• DIRECTION: Copy the listing below word for word, from the line containing "The locate routine annotates the photo below, placing" down to the line containing "x=414 y=481", with both of those lines included.

• EXERCISE DATA:
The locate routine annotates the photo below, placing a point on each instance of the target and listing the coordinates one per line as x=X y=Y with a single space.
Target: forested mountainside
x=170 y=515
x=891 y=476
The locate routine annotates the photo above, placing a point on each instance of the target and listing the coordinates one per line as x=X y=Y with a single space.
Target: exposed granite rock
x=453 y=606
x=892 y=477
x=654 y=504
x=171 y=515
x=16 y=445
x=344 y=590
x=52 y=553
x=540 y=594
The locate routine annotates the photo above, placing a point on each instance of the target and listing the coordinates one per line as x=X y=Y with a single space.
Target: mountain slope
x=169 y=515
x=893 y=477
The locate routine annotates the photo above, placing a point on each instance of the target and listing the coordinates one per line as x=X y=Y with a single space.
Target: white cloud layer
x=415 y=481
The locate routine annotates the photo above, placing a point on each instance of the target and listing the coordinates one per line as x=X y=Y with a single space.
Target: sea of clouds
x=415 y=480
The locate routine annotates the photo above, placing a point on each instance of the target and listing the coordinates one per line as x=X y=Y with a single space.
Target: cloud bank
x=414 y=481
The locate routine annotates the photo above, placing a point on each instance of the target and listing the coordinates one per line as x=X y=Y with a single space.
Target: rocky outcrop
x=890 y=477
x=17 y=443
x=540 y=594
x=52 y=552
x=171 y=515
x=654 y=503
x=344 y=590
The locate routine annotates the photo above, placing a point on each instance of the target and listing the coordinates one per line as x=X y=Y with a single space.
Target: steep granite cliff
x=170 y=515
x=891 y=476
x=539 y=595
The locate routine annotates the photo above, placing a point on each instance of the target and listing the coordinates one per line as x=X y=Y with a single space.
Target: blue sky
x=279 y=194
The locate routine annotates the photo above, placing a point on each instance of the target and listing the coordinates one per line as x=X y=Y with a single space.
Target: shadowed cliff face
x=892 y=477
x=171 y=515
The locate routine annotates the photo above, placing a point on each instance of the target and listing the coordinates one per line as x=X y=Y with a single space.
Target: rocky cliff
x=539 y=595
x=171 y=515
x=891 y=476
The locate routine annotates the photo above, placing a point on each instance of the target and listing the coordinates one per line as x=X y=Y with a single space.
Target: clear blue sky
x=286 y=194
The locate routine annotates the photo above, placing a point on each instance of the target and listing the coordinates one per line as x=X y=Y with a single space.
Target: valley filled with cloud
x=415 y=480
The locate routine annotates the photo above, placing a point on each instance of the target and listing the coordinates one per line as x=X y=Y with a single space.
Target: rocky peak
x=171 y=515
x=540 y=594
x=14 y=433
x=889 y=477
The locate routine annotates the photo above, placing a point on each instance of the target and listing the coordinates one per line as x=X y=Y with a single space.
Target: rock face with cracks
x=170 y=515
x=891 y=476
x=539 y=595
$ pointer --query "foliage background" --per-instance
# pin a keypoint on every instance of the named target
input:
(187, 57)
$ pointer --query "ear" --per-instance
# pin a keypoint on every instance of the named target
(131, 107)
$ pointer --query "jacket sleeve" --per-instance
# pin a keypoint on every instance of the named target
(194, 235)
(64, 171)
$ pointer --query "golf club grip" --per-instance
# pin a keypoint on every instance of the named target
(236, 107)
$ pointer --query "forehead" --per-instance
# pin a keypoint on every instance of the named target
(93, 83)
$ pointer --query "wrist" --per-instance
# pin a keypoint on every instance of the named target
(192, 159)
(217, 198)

...

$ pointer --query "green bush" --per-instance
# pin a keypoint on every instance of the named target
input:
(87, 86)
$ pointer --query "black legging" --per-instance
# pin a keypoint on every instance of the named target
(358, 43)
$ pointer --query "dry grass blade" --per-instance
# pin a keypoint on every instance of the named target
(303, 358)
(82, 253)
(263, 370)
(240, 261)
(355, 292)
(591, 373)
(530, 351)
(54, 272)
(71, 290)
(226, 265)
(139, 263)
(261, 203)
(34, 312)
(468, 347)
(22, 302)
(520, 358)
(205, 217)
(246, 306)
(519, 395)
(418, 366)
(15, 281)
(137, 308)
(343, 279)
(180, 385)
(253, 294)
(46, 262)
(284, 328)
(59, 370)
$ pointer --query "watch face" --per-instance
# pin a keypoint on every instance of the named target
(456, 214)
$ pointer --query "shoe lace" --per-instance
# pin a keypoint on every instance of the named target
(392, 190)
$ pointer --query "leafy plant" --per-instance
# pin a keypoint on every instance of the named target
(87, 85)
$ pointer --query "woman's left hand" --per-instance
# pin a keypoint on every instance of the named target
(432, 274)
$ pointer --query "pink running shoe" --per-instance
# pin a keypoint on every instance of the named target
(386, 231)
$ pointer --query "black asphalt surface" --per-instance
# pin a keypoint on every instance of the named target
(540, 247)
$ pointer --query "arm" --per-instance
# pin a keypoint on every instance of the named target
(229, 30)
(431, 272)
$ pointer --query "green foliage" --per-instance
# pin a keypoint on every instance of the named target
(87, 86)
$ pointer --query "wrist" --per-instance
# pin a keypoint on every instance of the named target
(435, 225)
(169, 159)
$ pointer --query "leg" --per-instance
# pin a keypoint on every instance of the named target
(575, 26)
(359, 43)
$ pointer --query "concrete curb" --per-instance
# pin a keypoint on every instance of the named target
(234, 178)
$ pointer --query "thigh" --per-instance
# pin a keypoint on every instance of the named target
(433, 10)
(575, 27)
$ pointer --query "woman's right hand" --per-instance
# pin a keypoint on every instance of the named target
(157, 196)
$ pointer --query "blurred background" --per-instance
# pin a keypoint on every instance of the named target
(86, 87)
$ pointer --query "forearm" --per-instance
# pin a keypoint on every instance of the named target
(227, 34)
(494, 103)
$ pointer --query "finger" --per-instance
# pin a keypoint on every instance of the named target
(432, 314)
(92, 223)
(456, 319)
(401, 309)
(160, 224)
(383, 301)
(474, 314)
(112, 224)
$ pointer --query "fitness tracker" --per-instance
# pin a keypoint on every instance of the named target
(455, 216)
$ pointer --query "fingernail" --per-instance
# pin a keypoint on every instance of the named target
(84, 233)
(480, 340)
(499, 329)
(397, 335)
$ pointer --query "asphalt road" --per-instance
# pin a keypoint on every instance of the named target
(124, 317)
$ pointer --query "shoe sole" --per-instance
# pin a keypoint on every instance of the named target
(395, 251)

• SOLUTION FOR THIS PROBLEM:
The locate routine annotates the photo below, placing a point on each instance of the target and listing the coordinates one per line as x=X y=Y with a single space.
Target: forested mountainside
x=170 y=515
x=891 y=476
The locate routine annotates the photo above, placing a point on each instance of the target and listing the coordinates one per line as x=X y=Y with a single space.
Target: exposed granite rock
x=453 y=606
x=892 y=477
x=654 y=504
x=171 y=515
x=16 y=445
x=344 y=590
x=52 y=553
x=540 y=594
The locate routine annotates the photo above, placing a point on each instance of the target and listing the coordinates one per line as x=X y=Y with a single space.
Target: mountain slope
x=169 y=515
x=893 y=477
The locate routine annotates the photo above, placing a point on each instance of the target and listing the coordinates one per line as x=X y=Y with a single space.
Target: white cloud layer
x=415 y=481
The locate routine annotates the photo above, placing a point on each instance of the target and listing the coordinates one per line as x=X y=Y with a single space.
Target: sea of clouds
x=415 y=480
The locate routine annotates the photo above, placing a point on each instance of the target and listing the coordinates one per line as x=X y=Y with a single space.
Target: cloud bank
x=414 y=481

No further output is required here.